■ **What is needed**: Copy every one of the rows below word for word, leaving nothing out and changing nothing.

(Dataset records on where objects are located)
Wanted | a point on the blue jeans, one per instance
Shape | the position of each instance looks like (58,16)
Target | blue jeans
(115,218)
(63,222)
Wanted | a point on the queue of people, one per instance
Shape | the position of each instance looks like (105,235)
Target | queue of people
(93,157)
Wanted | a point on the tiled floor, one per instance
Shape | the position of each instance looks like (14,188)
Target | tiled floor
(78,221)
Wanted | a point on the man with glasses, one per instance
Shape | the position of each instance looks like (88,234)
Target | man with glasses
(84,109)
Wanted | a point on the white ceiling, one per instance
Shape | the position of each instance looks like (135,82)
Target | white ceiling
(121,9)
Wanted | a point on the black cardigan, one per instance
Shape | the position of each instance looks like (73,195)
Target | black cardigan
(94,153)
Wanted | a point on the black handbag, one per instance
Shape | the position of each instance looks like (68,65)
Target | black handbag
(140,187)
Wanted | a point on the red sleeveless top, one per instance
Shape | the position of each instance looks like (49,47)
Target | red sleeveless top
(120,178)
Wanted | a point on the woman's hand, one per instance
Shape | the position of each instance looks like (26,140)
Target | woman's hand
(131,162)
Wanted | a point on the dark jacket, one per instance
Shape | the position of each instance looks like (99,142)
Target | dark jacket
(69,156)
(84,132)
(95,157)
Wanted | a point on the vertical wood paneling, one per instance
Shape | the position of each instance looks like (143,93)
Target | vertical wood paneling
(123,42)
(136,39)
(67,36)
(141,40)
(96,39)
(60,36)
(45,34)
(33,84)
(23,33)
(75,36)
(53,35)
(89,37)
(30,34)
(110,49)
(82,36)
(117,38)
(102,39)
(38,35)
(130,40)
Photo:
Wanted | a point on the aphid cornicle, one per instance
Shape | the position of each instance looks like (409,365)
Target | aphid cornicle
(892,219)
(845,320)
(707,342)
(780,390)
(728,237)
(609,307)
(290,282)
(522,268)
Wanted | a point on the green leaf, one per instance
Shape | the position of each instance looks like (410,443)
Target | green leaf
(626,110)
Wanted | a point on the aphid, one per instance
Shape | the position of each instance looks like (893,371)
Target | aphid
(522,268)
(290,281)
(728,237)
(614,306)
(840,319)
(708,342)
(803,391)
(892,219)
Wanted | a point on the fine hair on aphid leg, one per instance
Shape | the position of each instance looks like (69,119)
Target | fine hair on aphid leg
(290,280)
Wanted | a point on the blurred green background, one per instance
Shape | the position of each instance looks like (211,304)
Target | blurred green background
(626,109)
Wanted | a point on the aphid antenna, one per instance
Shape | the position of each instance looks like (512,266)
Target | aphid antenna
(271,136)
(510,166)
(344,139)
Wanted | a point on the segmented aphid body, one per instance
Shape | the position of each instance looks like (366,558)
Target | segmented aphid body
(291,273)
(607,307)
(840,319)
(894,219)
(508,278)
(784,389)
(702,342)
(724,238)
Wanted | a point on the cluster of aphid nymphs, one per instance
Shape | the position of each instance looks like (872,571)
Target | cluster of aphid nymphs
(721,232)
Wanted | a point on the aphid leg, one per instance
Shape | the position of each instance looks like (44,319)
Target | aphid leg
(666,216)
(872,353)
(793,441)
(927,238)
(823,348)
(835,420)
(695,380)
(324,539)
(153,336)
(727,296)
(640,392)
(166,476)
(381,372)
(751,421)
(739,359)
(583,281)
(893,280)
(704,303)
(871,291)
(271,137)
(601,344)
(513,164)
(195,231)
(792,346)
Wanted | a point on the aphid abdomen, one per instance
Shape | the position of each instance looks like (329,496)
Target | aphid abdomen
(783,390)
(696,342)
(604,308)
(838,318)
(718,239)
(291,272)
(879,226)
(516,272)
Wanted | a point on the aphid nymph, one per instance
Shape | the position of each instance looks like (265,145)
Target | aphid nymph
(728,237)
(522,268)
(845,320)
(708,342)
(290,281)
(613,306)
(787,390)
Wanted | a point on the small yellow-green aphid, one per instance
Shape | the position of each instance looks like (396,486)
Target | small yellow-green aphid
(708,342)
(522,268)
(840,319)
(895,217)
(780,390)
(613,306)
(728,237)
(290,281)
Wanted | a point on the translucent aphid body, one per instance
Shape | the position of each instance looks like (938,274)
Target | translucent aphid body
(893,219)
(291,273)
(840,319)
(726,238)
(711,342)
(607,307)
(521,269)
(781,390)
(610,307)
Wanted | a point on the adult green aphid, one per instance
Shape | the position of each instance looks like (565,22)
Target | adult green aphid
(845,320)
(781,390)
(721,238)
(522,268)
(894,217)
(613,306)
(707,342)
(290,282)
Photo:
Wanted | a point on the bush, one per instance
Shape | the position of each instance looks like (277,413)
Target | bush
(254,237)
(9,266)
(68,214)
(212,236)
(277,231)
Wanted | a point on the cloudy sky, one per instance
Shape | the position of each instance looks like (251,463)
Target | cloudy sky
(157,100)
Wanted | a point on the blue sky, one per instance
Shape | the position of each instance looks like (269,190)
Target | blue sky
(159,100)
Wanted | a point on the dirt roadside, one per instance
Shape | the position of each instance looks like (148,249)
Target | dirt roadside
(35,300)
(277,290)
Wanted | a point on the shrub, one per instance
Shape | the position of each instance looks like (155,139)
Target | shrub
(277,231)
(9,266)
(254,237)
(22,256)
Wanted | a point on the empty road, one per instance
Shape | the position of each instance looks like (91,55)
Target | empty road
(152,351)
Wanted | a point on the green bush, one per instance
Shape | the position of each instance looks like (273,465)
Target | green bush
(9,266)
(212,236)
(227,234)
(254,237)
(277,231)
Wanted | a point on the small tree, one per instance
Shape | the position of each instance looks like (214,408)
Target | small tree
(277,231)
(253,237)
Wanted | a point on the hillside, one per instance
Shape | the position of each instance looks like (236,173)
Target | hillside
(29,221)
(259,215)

■ **Full response**:
Wanted | a point on the blue jeans, one per instance
Shape | the position of each instance looks like (58,16)
Target | blue jeans
(115,218)
(63,222)
Wanted | a point on the queue of people, one per instance
Shape | the position of each instance looks like (105,235)
Target | queue of people
(93,157)
Wanted | a point on the tiled floor, one per instance
Shape | the position of each instance looks like (14,188)
Target | tiled floor
(78,221)
Wanted | a point on the man with glasses, one per instance
Shape | the position of each instance looks like (88,234)
Target | man with glasses
(84,109)
Wanted | a point on the white ceiling, one per instance
Shape | the position of each instance looks like (135,82)
Target | white ceiling
(121,9)
Wanted | a point on the black cardigan, one per instance
Shape | the position of each instance looks like (73,195)
Target | black cardigan
(94,153)
Wanted | a point on the black handbag, one per instance
Shape | the position of each instance looks like (68,65)
Target | black handbag
(140,187)
Wanted | a point on the red sleeveless top, one per instance
Shape | the position of each instance looks like (49,47)
Target | red sleeveless top
(120,178)
Wanted | a point on the woman's hand, one per instance
Shape | the position of each instance looks like (26,140)
Target | woman's hand
(131,162)
Wanted | a point on the dark jacket, one per instance
Shape | the position of each instance looks like (99,142)
Target | dark jacket
(69,156)
(84,132)
(95,157)
Wanted | a point on the vertical wood paneling, one per instance
Shape | the position of each instance looks like (143,93)
Target | vertical wood paneling
(123,42)
(136,39)
(67,36)
(141,40)
(96,39)
(60,36)
(45,34)
(33,84)
(23,33)
(75,36)
(53,35)
(89,37)
(30,34)
(110,49)
(82,36)
(117,38)
(102,39)
(38,35)
(130,40)
Photo:
Wanted | a point on the aphid cornicle, one per instance
Shape | the position of each instance looks like (409,365)
Target | aphid cornicle
(892,219)
(845,320)
(707,342)
(780,390)
(728,237)
(609,307)
(290,282)
(522,268)
Wanted | a point on the green leaf, one per instance
Shape | the position of each instance looks like (410,443)
Target | green leaf
(626,110)
Wanted | a point on the aphid, one per instance
Shape | the position of each instance looks like (893,371)
Target | aphid
(522,268)
(290,281)
(728,237)
(614,306)
(840,319)
(708,342)
(803,391)
(892,219)
Wanted | a point on the fine hair on aphid leg, one per instance
Shape | the position of each instance looks like (69,119)
Target | fine hair on aphid leg
(290,280)
Wanted | a point on the blurred green background, one per instance
Shape | the position of each instance looks like (211,304)
Target | blurred green background
(626,109)
Wanted | a point on the aphid antenna, one per instance
Shape | the position of each instance looks like (512,266)
Target | aphid antenna
(271,136)
(510,166)
(344,139)
Wanted | a point on the segmented aphid body, one per instance
Shape | the position of each instance looks like (366,558)
Target | segmented aphid body
(291,273)
(607,307)
(840,319)
(894,219)
(508,278)
(784,389)
(702,342)
(724,238)
Wanted | a point on the cluster of aphid nymphs, one per instance
Shape | the position of each instance looks like (872,571)
Target | cluster of aphid nymphs
(721,232)
Wanted | a point on the aphid leg, one per instance
Shape | the position of each instance looks like (44,319)
Target | aphid leg
(666,216)
(872,353)
(793,441)
(927,238)
(823,348)
(835,420)
(695,380)
(324,539)
(153,336)
(727,296)
(640,392)
(166,476)
(381,372)
(751,421)
(739,359)
(583,281)
(893,280)
(704,303)
(871,291)
(271,137)
(601,344)
(513,164)
(195,231)
(792,346)
Wanted | a point on the aphid abdomen, one per instance
Shape | the position of each instance looks like (329,496)
Target | aphid abdomen
(783,390)
(696,342)
(604,308)
(838,318)
(718,239)
(291,272)
(879,226)
(516,272)
Wanted | a point on the aphid nymph, one per instance
Shape | the position of each instance looks like (265,145)
Target | aphid nymph
(728,237)
(522,268)
(845,320)
(708,342)
(290,281)
(613,306)
(787,390)
Wanted | a point on the small yellow-green aphid, one per instance
Shape | the position of each instance looks like (396,486)
Target | small yellow-green aphid
(708,342)
(522,268)
(840,319)
(895,217)
(780,390)
(613,306)
(728,237)
(290,281)
Wanted | a point on the translucent aphid body, one per instance
Shape | the position of each instance looks like (938,274)
Target | translucent aphid body
(893,219)
(291,273)
(840,319)
(726,238)
(711,342)
(607,307)
(521,269)
(781,390)
(610,307)
Wanted | a point on the adult green aphid, one per instance
Shape | the position of each instance looks like (565,22)
Target | adult green aphid
(845,320)
(781,390)
(721,238)
(522,268)
(894,217)
(613,306)
(707,342)
(290,282)
Photo:
Wanted | a point on the bush, one per instance
Shape | the position of each instance looks like (277,413)
Target | bush
(254,237)
(9,266)
(68,214)
(212,236)
(277,231)
Wanted | a point on the cloudy sky, one per instance
Shape | the position of each instance looks like (251,463)
Target | cloudy sky
(157,100)
Wanted | a point on the blue sky, one per instance
Shape | the position of each instance looks like (269,190)
Target | blue sky
(159,100)
Wanted | a point on the dirt roadside, one per instance
Shape | the position of each instance looks like (148,249)
Target | dirt roadside
(35,300)
(277,290)
Wanted | a point on the shrub, one per instance
Shape | the position of each instance looks like (155,139)
Target | shrub
(277,231)
(9,266)
(254,237)
(22,256)
Wanted | a point on the empty road, one per instance
Shape | the position of each instance looks like (91,55)
Target | empty road
(152,351)
Wanted | a point on the green bush, one per instance
Shape | the position of each instance looks like (273,465)
Target | green bush
(9,266)
(212,236)
(227,234)
(254,237)
(277,231)
Wanted | a point on the small tree, one per instance
Shape | the position of each instance looks like (214,408)
Target | small tree
(277,231)
(253,237)
Wanted | a point on the hillside, one per instance
Shape | the position of each instance looks like (236,173)
Target | hillside
(29,221)
(259,215)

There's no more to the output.